» **Stated task**
Which lines in the material below contain the word "Target"? Identify each one and copy it in full.

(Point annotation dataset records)
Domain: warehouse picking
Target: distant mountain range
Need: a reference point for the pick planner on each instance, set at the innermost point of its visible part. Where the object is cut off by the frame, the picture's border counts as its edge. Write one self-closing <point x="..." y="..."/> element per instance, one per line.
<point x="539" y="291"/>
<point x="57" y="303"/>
---
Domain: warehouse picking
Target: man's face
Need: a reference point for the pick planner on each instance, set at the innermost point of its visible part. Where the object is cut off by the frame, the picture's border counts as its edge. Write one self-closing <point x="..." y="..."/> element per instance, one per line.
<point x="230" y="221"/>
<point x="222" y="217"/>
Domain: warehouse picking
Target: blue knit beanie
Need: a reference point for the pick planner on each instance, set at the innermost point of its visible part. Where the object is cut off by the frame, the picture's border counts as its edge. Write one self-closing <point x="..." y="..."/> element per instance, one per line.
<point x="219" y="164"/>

» **The completed task**
Target: distant mountain range
Target: man's face
Target: blue knit beanie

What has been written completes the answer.